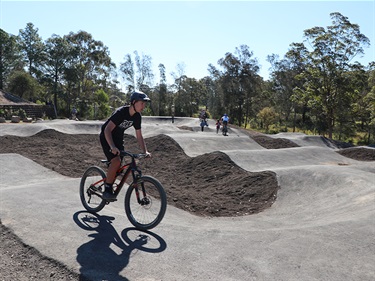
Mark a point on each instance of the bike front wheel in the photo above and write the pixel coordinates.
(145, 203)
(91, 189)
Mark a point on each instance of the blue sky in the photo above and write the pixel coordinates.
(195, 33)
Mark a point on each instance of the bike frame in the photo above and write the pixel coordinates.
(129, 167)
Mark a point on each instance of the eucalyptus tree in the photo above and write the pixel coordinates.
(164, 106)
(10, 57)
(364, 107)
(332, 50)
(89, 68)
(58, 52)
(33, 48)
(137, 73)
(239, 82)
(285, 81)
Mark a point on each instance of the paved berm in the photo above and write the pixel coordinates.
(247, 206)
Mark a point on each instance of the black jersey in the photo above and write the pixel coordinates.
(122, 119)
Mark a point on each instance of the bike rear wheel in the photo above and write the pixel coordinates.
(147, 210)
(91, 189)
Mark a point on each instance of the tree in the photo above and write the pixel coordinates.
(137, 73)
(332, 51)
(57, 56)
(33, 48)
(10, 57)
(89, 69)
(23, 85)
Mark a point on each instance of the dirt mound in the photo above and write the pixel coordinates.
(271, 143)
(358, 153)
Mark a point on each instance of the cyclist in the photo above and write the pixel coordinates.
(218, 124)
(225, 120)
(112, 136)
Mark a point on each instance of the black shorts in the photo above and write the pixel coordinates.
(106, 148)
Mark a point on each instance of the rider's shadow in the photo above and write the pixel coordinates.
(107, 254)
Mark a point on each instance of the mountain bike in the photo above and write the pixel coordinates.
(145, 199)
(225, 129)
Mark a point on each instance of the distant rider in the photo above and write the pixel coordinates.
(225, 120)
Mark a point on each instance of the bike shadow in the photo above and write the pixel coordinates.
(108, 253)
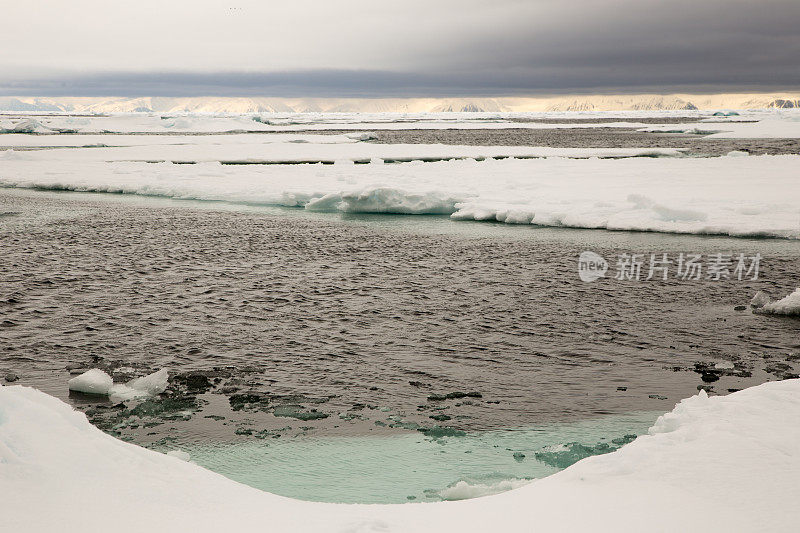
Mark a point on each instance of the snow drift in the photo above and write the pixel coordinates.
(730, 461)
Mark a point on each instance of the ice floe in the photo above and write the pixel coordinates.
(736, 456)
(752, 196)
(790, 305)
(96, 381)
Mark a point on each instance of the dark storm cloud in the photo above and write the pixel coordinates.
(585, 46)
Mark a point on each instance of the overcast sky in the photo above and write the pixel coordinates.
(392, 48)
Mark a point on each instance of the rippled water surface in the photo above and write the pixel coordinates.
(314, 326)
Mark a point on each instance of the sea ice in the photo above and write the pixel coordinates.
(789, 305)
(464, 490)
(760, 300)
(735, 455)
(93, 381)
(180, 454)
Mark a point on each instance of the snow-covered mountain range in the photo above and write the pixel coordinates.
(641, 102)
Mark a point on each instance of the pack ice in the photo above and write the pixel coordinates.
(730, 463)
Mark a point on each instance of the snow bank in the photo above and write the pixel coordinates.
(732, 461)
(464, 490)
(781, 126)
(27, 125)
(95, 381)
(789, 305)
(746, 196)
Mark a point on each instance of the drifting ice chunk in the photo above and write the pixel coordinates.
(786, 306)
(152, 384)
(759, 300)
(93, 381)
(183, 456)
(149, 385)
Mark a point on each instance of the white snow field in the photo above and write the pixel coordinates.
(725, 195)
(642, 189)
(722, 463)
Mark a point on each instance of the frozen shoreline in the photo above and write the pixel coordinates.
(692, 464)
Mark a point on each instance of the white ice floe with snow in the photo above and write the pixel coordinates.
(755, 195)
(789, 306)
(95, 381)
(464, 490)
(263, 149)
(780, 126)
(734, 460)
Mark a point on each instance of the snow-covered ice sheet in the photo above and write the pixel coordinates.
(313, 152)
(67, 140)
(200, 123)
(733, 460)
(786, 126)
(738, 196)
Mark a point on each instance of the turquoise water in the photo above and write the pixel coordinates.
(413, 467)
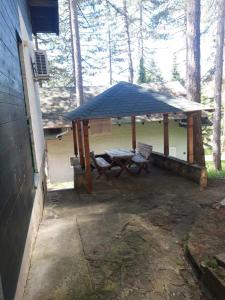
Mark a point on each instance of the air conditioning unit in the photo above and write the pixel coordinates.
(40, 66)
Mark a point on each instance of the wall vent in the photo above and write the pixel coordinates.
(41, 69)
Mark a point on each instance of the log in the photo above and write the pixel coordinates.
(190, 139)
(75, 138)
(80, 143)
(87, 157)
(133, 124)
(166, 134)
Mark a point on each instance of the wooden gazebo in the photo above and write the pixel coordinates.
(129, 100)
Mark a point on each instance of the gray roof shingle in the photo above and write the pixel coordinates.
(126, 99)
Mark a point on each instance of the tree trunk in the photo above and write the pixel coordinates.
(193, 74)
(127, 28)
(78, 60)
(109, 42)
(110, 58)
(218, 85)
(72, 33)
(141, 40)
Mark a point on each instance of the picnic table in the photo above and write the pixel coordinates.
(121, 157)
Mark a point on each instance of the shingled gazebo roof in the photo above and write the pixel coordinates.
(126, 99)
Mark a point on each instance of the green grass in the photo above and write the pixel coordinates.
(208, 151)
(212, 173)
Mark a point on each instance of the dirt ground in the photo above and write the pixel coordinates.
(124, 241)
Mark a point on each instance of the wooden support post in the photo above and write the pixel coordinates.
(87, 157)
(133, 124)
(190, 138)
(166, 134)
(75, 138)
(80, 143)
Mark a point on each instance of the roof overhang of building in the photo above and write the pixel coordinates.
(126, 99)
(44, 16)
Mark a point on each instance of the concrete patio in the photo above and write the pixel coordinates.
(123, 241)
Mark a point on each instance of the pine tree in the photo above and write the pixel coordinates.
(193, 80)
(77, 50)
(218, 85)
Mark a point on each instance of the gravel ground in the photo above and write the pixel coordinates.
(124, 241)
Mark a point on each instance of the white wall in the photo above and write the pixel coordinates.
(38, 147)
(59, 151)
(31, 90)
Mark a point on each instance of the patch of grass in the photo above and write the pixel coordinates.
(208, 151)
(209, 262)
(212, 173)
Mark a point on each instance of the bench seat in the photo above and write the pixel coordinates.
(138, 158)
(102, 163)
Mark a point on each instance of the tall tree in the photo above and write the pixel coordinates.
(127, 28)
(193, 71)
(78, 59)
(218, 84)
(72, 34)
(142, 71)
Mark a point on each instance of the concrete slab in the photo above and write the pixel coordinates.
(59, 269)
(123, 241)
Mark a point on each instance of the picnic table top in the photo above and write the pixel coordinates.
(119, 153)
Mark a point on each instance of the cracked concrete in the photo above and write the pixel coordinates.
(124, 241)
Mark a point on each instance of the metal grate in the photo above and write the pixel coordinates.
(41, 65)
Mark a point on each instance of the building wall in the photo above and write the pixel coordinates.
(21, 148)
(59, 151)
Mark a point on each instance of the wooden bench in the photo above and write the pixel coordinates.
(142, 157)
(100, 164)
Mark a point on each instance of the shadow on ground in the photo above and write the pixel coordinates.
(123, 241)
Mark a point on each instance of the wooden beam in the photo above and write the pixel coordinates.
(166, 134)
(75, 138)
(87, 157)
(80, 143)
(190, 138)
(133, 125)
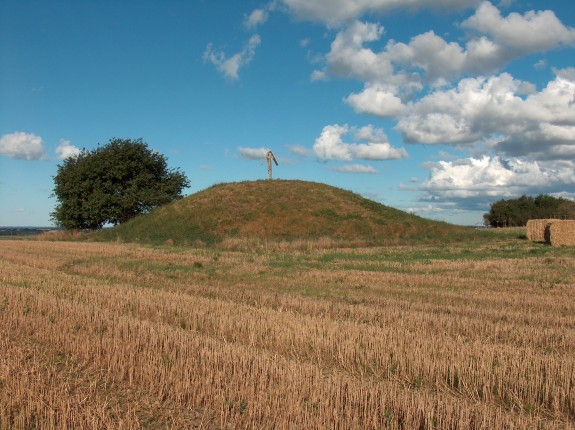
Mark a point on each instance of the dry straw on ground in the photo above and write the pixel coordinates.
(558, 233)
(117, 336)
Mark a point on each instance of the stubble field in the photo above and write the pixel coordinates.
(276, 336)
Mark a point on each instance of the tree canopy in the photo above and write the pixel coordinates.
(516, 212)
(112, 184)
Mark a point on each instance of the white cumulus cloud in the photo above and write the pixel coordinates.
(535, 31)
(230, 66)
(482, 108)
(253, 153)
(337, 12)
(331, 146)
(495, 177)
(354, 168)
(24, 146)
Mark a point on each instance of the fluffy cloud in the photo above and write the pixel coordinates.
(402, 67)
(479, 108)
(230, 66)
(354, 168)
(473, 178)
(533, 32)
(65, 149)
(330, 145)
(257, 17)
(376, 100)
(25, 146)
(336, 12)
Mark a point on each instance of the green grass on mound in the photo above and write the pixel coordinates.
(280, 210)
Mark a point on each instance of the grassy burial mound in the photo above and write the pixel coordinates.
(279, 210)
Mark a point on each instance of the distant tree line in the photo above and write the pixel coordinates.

Work item: Exclude the pictures and repeat the entries word for word.

Exercise response:
Mark a point on each instance of the bike front wheel in the photo above and write the pixel coordinates.
(145, 203)
(91, 189)
Mark a point on each instance of the blue sky in the photo above and write the pixel coordinates.
(195, 33)
Mark a point on each instance of the bike frame in the photo above and write the pixel coordinates.
(129, 167)
Mark a point on each instance of the eucalyptus tree in the photo above and write the pixel coordinates.
(164, 106)
(10, 57)
(364, 107)
(332, 50)
(89, 68)
(58, 52)
(33, 48)
(137, 73)
(239, 82)
(285, 81)
Mark a point on each instance of the paved berm in the photo above and write the pixel coordinates.
(247, 206)
Mark a point on each instance of the black jersey in the photo above and write the pixel coordinates.
(122, 119)
Mark a point on each instance of the bike rear wheel in the photo above and write the pixel coordinates.
(147, 210)
(91, 189)
Mark a point on each instance of the tree in the photo above and write the pixel coordinates.
(137, 73)
(332, 51)
(57, 56)
(33, 48)
(10, 57)
(89, 69)
(23, 85)
Mark a point on each instance of the dirt mound in the photo above and write the pixel coordinates.
(271, 143)
(358, 153)
Mark a point on each instance of the cyclist in the photo above and write the pixel coordinates.
(218, 124)
(225, 120)
(112, 136)
Mark a point on each instance of the black shorts in the photo above and write the pixel coordinates.
(106, 148)
Mark a point on each instance of the rider's shadow in the photo above and write the pixel coordinates.
(107, 254)
Mark a point on each instance of the mountain bike in the photo above and write the pixel coordinates.
(145, 199)
(225, 129)
Mark a point on each instance of the distant rider in the photo above and write the pixel coordinates.
(225, 120)
Mark a point on each instance of the bike shadow in the photo above and write the pixel coordinates.
(108, 253)
Mark a point on each instance of the snow drift in the photo above and write the pixel coordinates.
(730, 461)
Mark a point on each instance of the ice floe in the photo above and write the pixel coordinates.
(736, 456)
(752, 196)
(790, 305)
(96, 381)
Mark a point on each instance of the dark storm cloud in the photo above and write the pixel coordinates.
(585, 46)
Mark a point on each instance of the overcast sky in the photo above and write the pixel coordinates.
(392, 48)
Mark a point on each instance of the rippled water surface in the photo above and write the pixel coordinates.
(314, 326)
Mark a point on each instance of the sea ice in the photo above and write the pixel coordinates.
(789, 305)
(464, 490)
(760, 300)
(735, 455)
(93, 381)
(180, 454)
Mark a point on each instance of the snow-covered mountain range in the photo above and write the pixel coordinates.
(641, 102)
Mark a point on each instance of the pack ice in the photo above and write the pixel coordinates.
(730, 463)
Mark a point on each instance of the snow bank in the photo above and write the pixel coordinates.
(732, 461)
(464, 490)
(781, 126)
(27, 125)
(95, 381)
(789, 305)
(746, 196)
Mark a point on each instance of the drifting ice chunk in the photo above and write the pixel coordinates.
(786, 306)
(152, 384)
(759, 300)
(93, 381)
(183, 456)
(149, 385)
Mark a point on each instance of the white snow field in the photo above and write the pixel coordinates.
(725, 195)
(642, 189)
(722, 463)
Mark a point on each instance of the frozen shoreline in the photo above and write the pixel coordinates.
(692, 464)
Mark a point on each instance of the white ice floe with snow in the photo above and write the pixel coordinates.
(755, 195)
(789, 306)
(95, 381)
(464, 490)
(263, 149)
(780, 126)
(734, 460)
Mark a point on each instance of the snow-covered ice sheet in the photo above and write the pixel coordinates.
(313, 152)
(67, 140)
(200, 123)
(733, 460)
(786, 126)
(738, 196)
Mark a point on each instance of the turquoise water in the photo above and write the pixel coordinates.
(413, 467)
Mark a point on each instance of the air conditioning unit in the photo above and write the pixel coordinates.
(40, 66)
Mark a point on each instance of the wall vent in the photo above and write the pixel coordinates.
(41, 69)
Mark a point on each instance of the log in the photo above and write the pixel coordinates.
(190, 139)
(75, 138)
(80, 143)
(87, 157)
(133, 124)
(166, 134)
Mark a point on each instance of the wooden gazebo in the photo above and write the pixel coordinates.
(129, 100)
Mark a point on each instance of the gray roof shingle in the photo above and write the pixel coordinates.
(126, 99)
Mark a point on each instance of the tree trunk in the photo above and write the pixel coordinates.
(193, 74)
(127, 28)
(78, 60)
(109, 42)
(110, 58)
(218, 85)
(72, 33)
(141, 40)
Mark a point on each instance of the picnic table in the photo above and write the pixel coordinates.
(121, 157)
Mark a point on each instance of the shingled gazebo roof in the photo above and write the pixel coordinates.
(126, 99)
Mark a point on each instance of the green grass in the photo above and write the pixel coordinates.
(208, 151)
(212, 173)
Mark a point on each instance of the dirt ground in the photo above and write the pixel coordinates.
(124, 241)
Mark a point on each instance of the wooden support post in the photo above and write the pixel coordinates.
(87, 157)
(133, 124)
(190, 138)
(166, 134)
(75, 138)
(80, 143)
Mark a point on each instance of the roof overhang of building in the photo above and write the pixel coordinates.
(126, 99)
(44, 16)
Mark a point on each instance of the concrete patio in the photo above and write the pixel coordinates.
(123, 241)
Mark a point on each instance of the pine tree in the photo above and write the pixel coordinates.
(193, 80)
(77, 50)
(218, 85)
Mark a point on each instance of the gravel ground in the photo above and write the pixel coordinates.
(124, 241)
Mark a point on each instance of the white wall in the photo above and write the pixel coordinates.
(38, 147)
(59, 151)
(31, 90)
Mark a point on each instance of the patch of grass in the photo above and write the pixel coordinates.
(208, 151)
(209, 262)
(212, 173)
Mark a point on each instance of the bench seat in the photo above and write the pixel coordinates.
(138, 158)
(102, 163)
Mark a point on each instance of the tall tree in the photo above and write the pixel coordinates.
(127, 28)
(193, 71)
(78, 59)
(218, 84)
(72, 34)
(142, 71)
Mark a point on each instance of the concrete slab in the photo above and write the pixel coordinates.
(59, 269)
(123, 241)
Mark a point on each instance of the picnic table top in the photo above and write the pixel coordinates.
(119, 153)
Mark a point on each instance of the cracked concrete in the photo above and write the pixel coordinates.
(124, 241)
Mark a point on each instance of the metal grate in the photo above and write the pixel coordinates.
(41, 65)
Mark a point on each instance of the building wall in the photo above and write the pixel coordinates.
(21, 148)
(59, 151)
Mark a point on each instance of the wooden bench in the photo above and write the pixel coordinates.
(142, 157)
(100, 164)
Mark a point on each instance of the shadow on ground in the photo above and write the pixel coordinates.
(123, 241)
Mark a point on each instance of the wooden beam in the photo above and write the pixel coordinates.
(166, 134)
(75, 138)
(87, 157)
(80, 143)
(190, 138)
(133, 125)
Mark a point on each instance of the dry straw on ground in the photo above and write the pixel coordinates.
(558, 233)
(117, 336)
Mark a point on each instance of the stubble field in the photo above and write the pixel coordinates.
(276, 336)
Mark a point on each instance of the tree canopy in the photo above and write the pixel coordinates.
(516, 212)
(112, 184)
Mark a point on each instance of the white cumulus cloud in the photo above and write the pixel coordinates.
(535, 31)
(230, 66)
(482, 108)
(253, 153)
(337, 12)
(331, 146)
(495, 177)
(354, 168)
(24, 146)
Mark a point on each instance of the fluffy cloud in the photo above and write the pixel coordinates.
(402, 67)
(479, 108)
(230, 66)
(354, 168)
(473, 178)
(533, 32)
(65, 149)
(330, 145)
(257, 17)
(376, 100)
(25, 146)
(336, 12)
Mark a point on each instance of the green grass on mound in the photo above and write the pixel coordinates.
(280, 210)
Mark a point on each instance of the grassy burial mound in the photo above and write the pixel coordinates.
(279, 210)
Mark a point on each instance of the distant tree line in the photo above and write the pixel coordinates.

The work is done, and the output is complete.